[Directive]: Please answer from the 2019 T20 Kwacha Cup page: at which venue were all of the women's T20I matches played?

[Page extract]:
--------------------

- Malawi / Mozambique
- Dates: 6 – 10 November 2019
- Captains: Mohamed Abdulla / Kaleem Shah

Twenty20 International series
- Results: Malawi won the 7-match series 5–1
- Most runs: Hamza Patel (137) / Francisco Couana (233)
- Most wickets: Sami Sohail (14) / Zefanias Matsinhe (7)

= 2019 T20 Kwacha Cup =

International cricket tournament

The 2019 T20 Kwacha Cup was a men's Twenty20 International/women's Twenty20 International (T20I) cricket event between the men's and women's national cricket teams of Malawi and Mozambique. Both the men's and women's series consisted of seven T20I matches played between 6 and 10 November 2019 in Blantyre and Lilongwe, Malawi. The venue for the first four men's T20I matches was the Lilongwe Golf Club in Lilongwe, and these were followed by two matches at Indian Sports Club and one match at Saint Andrews International High School in Blantyre. All of the women's T20I matches were played at Saint Andrews International High School. Malawi won the men's series 5–1, and the women's series 4–3.

==Men's series==

Both Malawi and Mozambique played their first matches with official T20I status, since the International Cricket Council's decision to grant T20I status to all matches played between men's national teams of Associate Members after 1 January 2019. These were the first men's T20I matches to be played in Malawi. Four matches were played at Lilongwe Golf Club in Lilongwe, two at Indian Sports Club in Blantyre and one at Saint Andrews International High School in Blantyre.

--------------------

[Extracted data]:
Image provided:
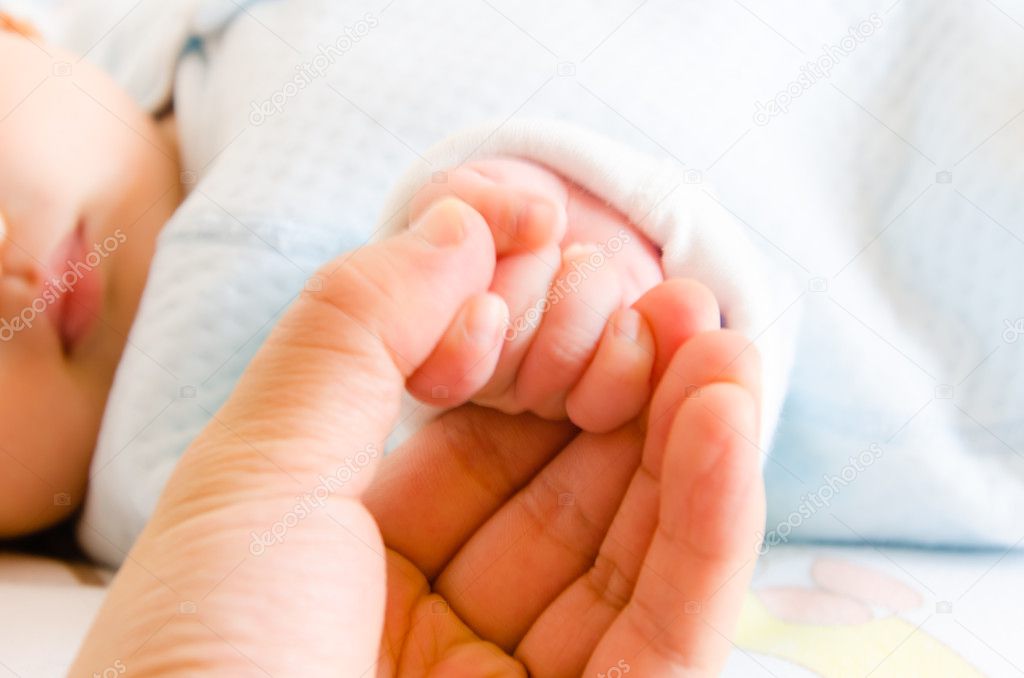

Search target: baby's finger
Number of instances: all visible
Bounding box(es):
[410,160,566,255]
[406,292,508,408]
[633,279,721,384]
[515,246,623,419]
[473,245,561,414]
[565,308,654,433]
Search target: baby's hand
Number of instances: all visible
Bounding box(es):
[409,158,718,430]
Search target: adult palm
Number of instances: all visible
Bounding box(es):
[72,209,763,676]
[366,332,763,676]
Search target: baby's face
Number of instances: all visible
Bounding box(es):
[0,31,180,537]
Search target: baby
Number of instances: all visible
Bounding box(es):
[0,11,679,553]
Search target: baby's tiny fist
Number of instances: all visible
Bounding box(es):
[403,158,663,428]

--------------------

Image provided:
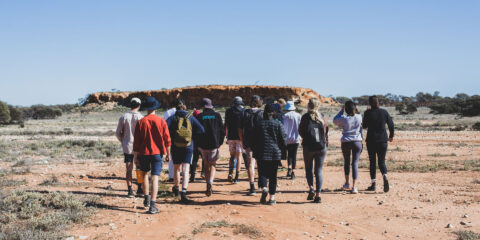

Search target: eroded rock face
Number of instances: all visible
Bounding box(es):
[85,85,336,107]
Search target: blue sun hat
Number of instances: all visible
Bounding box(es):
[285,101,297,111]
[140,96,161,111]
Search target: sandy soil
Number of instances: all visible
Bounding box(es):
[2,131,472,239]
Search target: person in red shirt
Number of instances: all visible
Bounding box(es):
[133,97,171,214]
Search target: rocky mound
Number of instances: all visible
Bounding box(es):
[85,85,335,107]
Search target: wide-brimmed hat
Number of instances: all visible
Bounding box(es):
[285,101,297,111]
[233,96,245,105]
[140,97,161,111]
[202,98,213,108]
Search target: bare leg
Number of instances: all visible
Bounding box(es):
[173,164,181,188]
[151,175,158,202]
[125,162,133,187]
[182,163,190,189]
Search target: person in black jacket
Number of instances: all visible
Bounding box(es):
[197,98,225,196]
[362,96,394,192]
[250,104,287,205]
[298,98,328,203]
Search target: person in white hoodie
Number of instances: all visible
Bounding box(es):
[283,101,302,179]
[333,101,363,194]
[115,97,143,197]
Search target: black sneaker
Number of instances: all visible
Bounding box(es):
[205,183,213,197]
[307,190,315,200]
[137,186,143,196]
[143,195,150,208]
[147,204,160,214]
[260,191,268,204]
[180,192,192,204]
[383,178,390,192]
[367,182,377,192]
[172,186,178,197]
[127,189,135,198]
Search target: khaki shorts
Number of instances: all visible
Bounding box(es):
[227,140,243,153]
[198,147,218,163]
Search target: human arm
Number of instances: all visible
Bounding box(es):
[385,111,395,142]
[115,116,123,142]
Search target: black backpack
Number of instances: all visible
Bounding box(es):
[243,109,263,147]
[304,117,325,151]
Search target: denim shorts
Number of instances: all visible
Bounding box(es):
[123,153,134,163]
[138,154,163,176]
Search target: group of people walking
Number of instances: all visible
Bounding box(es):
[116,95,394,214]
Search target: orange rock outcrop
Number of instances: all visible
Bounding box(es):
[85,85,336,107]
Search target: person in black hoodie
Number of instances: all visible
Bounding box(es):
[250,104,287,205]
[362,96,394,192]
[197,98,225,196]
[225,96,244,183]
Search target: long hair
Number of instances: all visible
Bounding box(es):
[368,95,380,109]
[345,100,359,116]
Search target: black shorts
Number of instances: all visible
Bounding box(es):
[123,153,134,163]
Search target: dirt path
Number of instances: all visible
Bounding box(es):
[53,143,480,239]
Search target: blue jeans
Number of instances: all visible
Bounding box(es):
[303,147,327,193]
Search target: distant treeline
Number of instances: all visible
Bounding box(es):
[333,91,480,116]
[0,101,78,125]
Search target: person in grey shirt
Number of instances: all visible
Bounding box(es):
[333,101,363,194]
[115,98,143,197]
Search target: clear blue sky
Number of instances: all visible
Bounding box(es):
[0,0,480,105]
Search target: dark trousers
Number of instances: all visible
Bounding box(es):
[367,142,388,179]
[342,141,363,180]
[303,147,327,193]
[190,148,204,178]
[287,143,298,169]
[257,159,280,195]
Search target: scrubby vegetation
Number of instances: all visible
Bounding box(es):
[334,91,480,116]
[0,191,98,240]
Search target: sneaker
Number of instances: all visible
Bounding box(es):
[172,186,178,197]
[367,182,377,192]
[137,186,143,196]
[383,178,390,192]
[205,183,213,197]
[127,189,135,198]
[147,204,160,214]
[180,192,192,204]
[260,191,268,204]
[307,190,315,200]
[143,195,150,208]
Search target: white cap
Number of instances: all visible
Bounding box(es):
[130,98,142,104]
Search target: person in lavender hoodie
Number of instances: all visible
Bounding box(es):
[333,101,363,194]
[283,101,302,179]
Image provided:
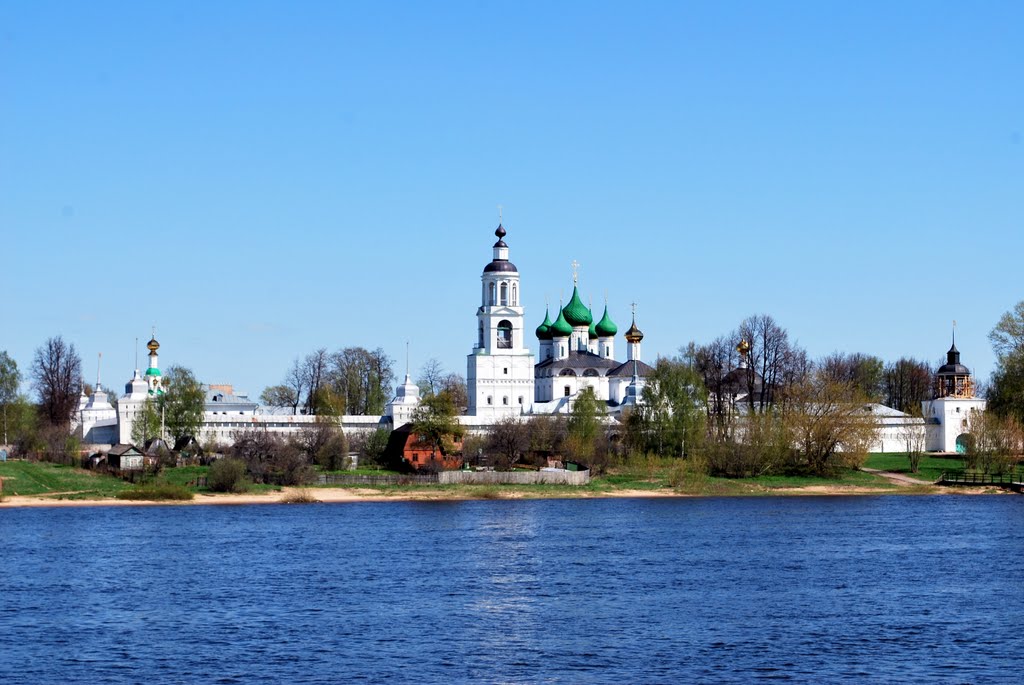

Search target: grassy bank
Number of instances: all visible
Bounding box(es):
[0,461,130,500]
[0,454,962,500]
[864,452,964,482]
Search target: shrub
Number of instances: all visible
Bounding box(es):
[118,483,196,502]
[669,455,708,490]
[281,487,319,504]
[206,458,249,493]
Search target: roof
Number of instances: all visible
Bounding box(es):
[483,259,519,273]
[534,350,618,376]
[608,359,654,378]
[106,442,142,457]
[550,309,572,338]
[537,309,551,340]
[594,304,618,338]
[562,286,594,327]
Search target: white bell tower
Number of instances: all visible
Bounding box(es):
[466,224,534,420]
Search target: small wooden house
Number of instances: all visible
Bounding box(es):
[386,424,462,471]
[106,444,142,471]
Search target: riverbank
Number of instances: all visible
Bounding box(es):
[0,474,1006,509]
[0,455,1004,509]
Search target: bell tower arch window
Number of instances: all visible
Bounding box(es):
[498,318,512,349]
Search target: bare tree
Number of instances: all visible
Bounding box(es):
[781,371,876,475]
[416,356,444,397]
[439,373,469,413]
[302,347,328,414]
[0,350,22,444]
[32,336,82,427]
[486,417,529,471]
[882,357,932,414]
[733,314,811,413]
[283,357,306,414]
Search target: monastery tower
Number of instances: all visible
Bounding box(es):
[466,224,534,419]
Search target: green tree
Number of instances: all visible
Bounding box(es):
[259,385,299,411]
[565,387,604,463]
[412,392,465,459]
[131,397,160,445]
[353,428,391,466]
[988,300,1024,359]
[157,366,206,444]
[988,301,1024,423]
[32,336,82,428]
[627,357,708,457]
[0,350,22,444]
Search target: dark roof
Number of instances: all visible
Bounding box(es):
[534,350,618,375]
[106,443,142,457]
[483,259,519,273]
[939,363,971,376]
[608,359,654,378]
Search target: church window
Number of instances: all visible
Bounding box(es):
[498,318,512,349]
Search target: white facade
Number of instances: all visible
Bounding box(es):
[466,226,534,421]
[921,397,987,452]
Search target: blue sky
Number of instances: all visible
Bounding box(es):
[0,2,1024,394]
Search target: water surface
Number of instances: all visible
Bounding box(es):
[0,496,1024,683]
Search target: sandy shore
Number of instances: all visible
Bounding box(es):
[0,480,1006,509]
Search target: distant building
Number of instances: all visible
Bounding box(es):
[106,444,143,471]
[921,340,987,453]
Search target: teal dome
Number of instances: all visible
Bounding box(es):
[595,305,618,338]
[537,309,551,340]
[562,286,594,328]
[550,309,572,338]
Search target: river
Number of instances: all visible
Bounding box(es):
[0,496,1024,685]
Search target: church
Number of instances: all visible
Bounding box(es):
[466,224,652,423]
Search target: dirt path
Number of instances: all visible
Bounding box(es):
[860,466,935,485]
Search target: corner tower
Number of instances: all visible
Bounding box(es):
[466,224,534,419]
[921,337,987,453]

--------------------

[Correct response]: Saint Andrews International High School